====== DATA SHOWN

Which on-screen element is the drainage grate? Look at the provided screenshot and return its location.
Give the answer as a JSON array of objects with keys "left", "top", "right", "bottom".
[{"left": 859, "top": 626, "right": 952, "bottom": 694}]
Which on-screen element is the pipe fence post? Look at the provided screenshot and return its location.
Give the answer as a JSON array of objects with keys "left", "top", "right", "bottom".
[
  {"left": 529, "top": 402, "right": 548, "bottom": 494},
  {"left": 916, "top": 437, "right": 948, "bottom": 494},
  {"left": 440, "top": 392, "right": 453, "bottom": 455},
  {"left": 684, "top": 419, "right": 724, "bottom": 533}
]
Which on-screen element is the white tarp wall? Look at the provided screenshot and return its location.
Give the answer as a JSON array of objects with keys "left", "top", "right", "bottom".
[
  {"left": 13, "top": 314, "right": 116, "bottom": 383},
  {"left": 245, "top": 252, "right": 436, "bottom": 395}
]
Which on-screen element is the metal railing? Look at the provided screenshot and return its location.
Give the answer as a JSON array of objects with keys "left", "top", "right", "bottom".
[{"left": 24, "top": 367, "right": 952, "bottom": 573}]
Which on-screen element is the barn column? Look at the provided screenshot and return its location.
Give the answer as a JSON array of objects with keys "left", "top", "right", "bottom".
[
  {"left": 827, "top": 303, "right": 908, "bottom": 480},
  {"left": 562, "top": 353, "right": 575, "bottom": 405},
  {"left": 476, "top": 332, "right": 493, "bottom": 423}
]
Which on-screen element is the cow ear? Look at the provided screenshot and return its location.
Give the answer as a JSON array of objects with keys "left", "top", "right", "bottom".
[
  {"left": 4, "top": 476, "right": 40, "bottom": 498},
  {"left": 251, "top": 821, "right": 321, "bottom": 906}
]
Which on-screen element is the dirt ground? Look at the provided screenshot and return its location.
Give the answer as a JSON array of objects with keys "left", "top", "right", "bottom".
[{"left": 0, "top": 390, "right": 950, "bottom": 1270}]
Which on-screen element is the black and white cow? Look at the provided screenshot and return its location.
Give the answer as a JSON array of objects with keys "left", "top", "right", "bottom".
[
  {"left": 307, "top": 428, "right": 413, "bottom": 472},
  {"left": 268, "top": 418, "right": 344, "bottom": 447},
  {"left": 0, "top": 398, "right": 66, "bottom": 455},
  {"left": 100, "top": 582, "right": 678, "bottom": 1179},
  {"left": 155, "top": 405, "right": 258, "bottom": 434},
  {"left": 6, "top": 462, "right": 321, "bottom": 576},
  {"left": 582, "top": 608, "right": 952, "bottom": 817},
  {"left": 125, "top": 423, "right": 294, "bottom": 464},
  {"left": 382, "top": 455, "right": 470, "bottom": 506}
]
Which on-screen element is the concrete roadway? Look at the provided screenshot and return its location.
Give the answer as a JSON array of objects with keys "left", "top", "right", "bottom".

============

How many lines in the listing above contain the word "white"? Reply with the number only.

2